--- Texte à lire ---
Ne me laisse pas

Des membres du Royal 22e Régiment montent attentivement une côte.
BAC/PA-213643

Le 65e anniversaire de l’armistice qui mit un terme à la guerre de Corée a lieu cette année. Les soldats canadiens ont accompli de nombreux actes d’héroïsme et de sacrifice pendant ce conflit, qui dura du 25 juin 1950 au 27 juillet 1953. Dans l’article biographique qui suit, Guy Régimbald de Rawdon, au Québec, qui a servi en Corée dans la Compagnie « A » du Royal 22e Régiment, raconte comment il a frôlé la mort pendant une patrouille à la côte 227, près de la côte 355 et à environ 40 kilomètres au nord de Séoul, en mai 1952.

Le 27 mai 1952, à 21 h, une section de 30 hommes commandée par le lieutenant Carpenter, assisté par le sergent Genevir Olivieri, s’apprête à traverser une rivière d’une quarantaine de pieds de large.

Cette formation temporaire, organisée par le peloton de la Compagnie « A » à la demande du major Létourneau, a pour mission de faire des prisonniers pour obtenir des renseignements sur l’ennemi.

Contrairement à l’habitude, les soldats prenant part à cette patrouille ne se connaissent pas très bien.

Nous traversons la rivière aussi prudemment que possible et nous avançons de 300 pieds dans les terres de l’autre rive, toujours à l’affût du moindre mouvement de l’ennemi, mais tout semble calme.

Sur le chemin du retour, au milieu de la vallée et à environ 2 kilomètres de nos propres lignes, nous nous trouvons encerclés par l’ennemi.

Nous sommes aussitôt la cible d’une volée de grenades, et les explosions déclenchent des rafales de coups de feu.

Au cours de cette attaque-surprise, une grenade me blesse aux jambes et à la fesse, et je suis propulsé à plusieurs pieds de ma position. J’apprendrai par la suite que mon « envolée » n’est pas sans témoins.

Abasourdi par la déflagration, je suis catapulté dans un fossé sur un camarade gémissant. En me dégageant de lui, je prends conscience que je ne suis pas très loin de ma section. Je vois des camarades qui ouvrent le feu sur l’ennemi situé à 20 ou 30 pieds de notre position. La bataille bat son plein.

L’ennemi nous a tendu tout un piège! Des grenades passent au-dessus de ma tête, je vois des éclairs d’explosion de tous côtés, et des fusées éclairantes à parachute illuminent le secteur.
---
Liste des tâches:
(a) D'après le récit sur la guerre de Corée, combien d'hommes compte la section commandée par le lieutenant Carpenter ?
(b) Recopiez le passage du récit sur la guerre de Corée qui s'ouvre sur « Le 65e anniversaire » et se clôt sur « en mai 1952. », en substituant « Joliette » à « Rawdon ».
--- Données enregistrées ---
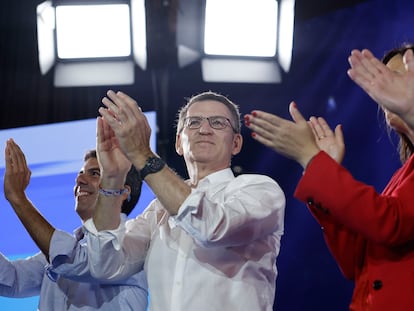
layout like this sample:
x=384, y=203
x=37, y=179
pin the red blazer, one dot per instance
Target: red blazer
x=371, y=235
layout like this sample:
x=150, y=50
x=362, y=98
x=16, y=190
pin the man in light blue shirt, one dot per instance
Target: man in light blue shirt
x=61, y=278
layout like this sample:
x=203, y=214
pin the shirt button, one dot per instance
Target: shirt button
x=377, y=284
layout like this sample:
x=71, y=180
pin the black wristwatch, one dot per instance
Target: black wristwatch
x=152, y=165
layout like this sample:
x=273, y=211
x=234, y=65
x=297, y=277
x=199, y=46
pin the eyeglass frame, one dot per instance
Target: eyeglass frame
x=202, y=119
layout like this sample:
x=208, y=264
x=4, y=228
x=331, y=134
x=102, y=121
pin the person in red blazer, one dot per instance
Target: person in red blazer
x=370, y=234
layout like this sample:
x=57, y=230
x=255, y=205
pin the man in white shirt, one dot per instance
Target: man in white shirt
x=207, y=243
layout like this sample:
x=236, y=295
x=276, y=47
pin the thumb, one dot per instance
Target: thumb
x=339, y=133
x=408, y=59
x=295, y=113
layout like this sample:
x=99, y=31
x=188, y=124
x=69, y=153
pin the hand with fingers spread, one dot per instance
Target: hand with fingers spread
x=327, y=140
x=114, y=164
x=293, y=139
x=391, y=89
x=129, y=125
x=17, y=174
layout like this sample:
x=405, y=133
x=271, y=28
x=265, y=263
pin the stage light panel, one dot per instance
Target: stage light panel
x=241, y=27
x=93, y=31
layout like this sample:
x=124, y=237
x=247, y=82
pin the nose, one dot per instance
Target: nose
x=205, y=127
x=80, y=179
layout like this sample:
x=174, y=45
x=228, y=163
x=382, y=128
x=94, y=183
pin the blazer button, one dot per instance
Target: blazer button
x=377, y=284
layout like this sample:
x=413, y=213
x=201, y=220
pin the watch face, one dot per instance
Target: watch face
x=155, y=164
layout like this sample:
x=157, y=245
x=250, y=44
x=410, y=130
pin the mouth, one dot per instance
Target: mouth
x=82, y=193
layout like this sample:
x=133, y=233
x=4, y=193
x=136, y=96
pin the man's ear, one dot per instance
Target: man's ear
x=237, y=144
x=178, y=147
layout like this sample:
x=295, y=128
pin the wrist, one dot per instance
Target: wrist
x=108, y=192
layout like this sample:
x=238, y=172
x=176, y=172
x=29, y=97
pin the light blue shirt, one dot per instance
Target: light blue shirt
x=66, y=284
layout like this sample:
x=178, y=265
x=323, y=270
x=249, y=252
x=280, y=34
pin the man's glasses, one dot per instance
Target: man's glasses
x=216, y=122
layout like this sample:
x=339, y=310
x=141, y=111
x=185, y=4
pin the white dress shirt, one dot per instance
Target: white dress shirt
x=218, y=253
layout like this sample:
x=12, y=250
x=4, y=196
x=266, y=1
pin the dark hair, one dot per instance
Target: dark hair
x=209, y=95
x=405, y=146
x=133, y=180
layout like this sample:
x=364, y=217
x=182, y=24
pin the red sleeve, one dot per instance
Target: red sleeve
x=387, y=219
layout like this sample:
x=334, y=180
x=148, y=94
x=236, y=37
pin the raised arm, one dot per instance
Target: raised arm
x=16, y=179
x=391, y=90
x=131, y=129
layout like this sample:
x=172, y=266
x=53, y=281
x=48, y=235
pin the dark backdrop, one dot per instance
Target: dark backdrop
x=325, y=33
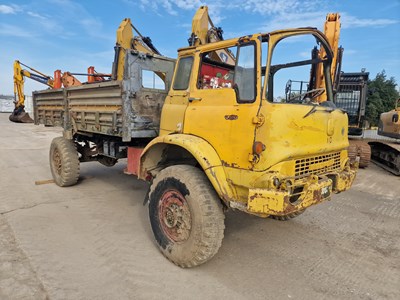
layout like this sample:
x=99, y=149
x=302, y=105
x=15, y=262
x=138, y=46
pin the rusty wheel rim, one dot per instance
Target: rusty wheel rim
x=174, y=216
x=57, y=161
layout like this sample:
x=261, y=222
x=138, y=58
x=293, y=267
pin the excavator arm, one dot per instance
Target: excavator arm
x=204, y=32
x=126, y=41
x=332, y=32
x=19, y=115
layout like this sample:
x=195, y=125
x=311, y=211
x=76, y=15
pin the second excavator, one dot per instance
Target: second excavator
x=19, y=115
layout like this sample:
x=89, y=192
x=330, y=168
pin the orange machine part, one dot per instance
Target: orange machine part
x=69, y=80
x=133, y=160
x=57, y=79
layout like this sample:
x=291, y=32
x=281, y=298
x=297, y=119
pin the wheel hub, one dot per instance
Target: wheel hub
x=57, y=161
x=174, y=215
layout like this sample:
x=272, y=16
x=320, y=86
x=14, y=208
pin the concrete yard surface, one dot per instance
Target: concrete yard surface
x=94, y=241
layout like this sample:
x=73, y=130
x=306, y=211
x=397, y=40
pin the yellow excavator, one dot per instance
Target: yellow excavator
x=19, y=115
x=387, y=154
x=358, y=149
x=127, y=41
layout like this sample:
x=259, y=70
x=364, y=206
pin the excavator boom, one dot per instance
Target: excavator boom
x=19, y=115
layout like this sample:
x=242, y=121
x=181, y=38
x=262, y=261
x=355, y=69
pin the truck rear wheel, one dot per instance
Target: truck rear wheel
x=186, y=216
x=64, y=162
x=289, y=216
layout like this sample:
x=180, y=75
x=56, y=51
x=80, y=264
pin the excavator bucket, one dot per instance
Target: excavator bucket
x=20, y=116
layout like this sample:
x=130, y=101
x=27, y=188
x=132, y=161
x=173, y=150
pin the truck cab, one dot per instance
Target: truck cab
x=263, y=153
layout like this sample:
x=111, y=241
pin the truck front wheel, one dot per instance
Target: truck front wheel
x=64, y=162
x=186, y=215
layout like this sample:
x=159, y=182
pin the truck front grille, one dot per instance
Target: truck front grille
x=317, y=165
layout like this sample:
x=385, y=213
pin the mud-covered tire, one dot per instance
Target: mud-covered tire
x=186, y=215
x=64, y=162
x=288, y=217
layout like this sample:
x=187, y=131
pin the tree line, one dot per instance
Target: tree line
x=382, y=95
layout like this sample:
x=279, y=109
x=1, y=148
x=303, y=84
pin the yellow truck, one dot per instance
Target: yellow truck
x=215, y=135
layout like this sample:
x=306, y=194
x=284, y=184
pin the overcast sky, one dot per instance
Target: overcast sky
x=72, y=35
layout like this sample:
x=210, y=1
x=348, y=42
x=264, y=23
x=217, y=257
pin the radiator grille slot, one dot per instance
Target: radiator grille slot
x=317, y=165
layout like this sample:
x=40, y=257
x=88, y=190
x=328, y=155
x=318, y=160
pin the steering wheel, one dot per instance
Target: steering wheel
x=317, y=92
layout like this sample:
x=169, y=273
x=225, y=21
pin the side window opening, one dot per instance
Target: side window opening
x=245, y=73
x=292, y=72
x=182, y=76
x=152, y=81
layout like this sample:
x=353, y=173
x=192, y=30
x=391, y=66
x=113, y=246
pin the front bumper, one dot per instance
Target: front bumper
x=312, y=190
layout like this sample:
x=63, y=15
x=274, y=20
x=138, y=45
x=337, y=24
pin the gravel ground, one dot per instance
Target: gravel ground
x=93, y=240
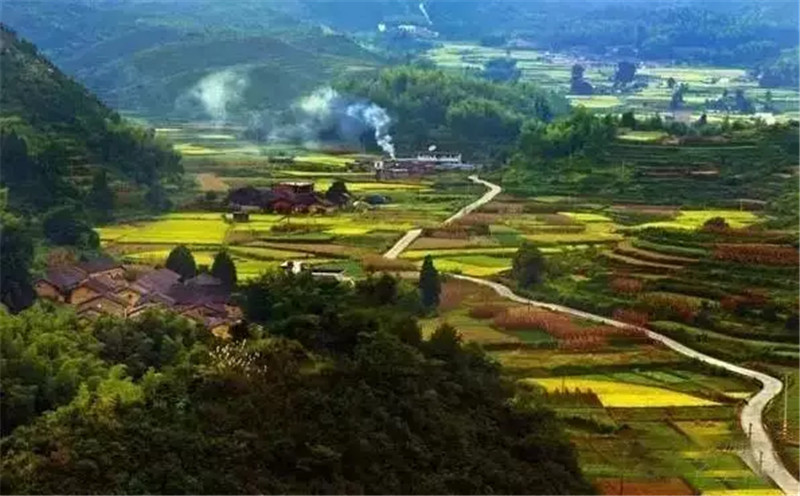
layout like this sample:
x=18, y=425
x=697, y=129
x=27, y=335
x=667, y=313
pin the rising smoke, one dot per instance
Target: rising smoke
x=216, y=94
x=325, y=116
x=425, y=12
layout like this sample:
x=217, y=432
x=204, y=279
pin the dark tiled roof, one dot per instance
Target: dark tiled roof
x=198, y=295
x=91, y=304
x=99, y=264
x=104, y=284
x=203, y=279
x=160, y=280
x=65, y=278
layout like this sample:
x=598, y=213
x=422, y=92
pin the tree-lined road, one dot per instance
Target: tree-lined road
x=752, y=413
x=413, y=234
x=760, y=447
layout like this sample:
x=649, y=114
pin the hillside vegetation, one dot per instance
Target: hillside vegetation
x=149, y=60
x=455, y=112
x=67, y=160
x=339, y=394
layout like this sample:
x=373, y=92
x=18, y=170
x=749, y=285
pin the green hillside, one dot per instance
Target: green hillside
x=56, y=133
x=148, y=60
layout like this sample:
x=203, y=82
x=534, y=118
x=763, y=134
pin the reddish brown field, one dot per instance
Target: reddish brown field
x=749, y=253
x=626, y=285
x=672, y=486
x=570, y=336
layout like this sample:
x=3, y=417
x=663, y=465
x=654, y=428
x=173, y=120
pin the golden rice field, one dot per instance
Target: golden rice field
x=744, y=492
x=623, y=395
x=692, y=219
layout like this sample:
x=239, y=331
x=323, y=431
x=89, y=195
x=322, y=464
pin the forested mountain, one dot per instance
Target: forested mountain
x=152, y=57
x=337, y=394
x=455, y=112
x=740, y=33
x=64, y=155
x=57, y=135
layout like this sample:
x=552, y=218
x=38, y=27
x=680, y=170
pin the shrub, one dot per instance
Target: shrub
x=715, y=224
x=528, y=266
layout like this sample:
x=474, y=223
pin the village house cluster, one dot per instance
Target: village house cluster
x=102, y=286
x=283, y=198
x=419, y=165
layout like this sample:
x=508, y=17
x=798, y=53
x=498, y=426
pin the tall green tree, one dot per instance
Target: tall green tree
x=181, y=261
x=224, y=269
x=67, y=225
x=101, y=198
x=430, y=286
x=16, y=248
x=528, y=266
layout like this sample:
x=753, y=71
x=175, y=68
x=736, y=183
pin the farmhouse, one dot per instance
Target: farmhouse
x=298, y=267
x=421, y=164
x=100, y=287
x=284, y=198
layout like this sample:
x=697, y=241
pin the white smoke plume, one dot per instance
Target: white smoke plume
x=376, y=118
x=218, y=92
x=325, y=115
x=425, y=12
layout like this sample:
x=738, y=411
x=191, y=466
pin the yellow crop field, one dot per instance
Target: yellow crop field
x=692, y=219
x=449, y=265
x=744, y=492
x=175, y=231
x=348, y=231
x=190, y=149
x=586, y=217
x=623, y=395
x=706, y=433
x=324, y=159
x=367, y=186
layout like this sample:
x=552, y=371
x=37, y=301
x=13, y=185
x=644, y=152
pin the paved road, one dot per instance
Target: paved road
x=760, y=442
x=402, y=243
x=494, y=190
x=761, y=450
x=413, y=234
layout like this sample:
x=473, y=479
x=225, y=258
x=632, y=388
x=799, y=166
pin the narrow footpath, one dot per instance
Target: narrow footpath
x=413, y=234
x=760, y=447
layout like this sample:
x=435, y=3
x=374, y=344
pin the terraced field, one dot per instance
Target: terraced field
x=554, y=71
x=638, y=413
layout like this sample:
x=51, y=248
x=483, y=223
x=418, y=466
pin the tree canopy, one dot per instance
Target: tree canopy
x=181, y=261
x=116, y=406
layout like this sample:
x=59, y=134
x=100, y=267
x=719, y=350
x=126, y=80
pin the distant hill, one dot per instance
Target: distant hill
x=56, y=135
x=149, y=58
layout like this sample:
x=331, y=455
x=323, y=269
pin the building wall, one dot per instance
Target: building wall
x=46, y=290
x=104, y=306
x=115, y=273
x=129, y=295
x=81, y=294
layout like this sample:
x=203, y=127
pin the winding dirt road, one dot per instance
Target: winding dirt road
x=413, y=234
x=760, y=448
x=760, y=443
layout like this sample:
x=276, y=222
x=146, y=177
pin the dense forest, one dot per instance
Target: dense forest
x=63, y=157
x=332, y=390
x=154, y=58
x=578, y=153
x=740, y=33
x=455, y=112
---
Réponses attendues:
(a) Elle compte 30 hommes.

(b)
Le 65e anniversaire de l’armistice qui mit un terme à la guerre de Corée a lieu cette année. Les soldats canadiens ont accompli de nombreux actes d’héroïsme et de sacrifice pendant ce conflit, qui dura du 25 juin 1950 au 27 juillet 1953. Dans l’article biographique qui suit, Guy Régimbald de Joliette, au Québec, qui a servi en Corée dans la Compagnie « A » du Royal 22e Régiment, raconte comment il a frôlé la mort pendant une patrouille à la côte 227, près de la côte 355 et à environ 40 kilomètres au nord de Séoul, en mai 1952.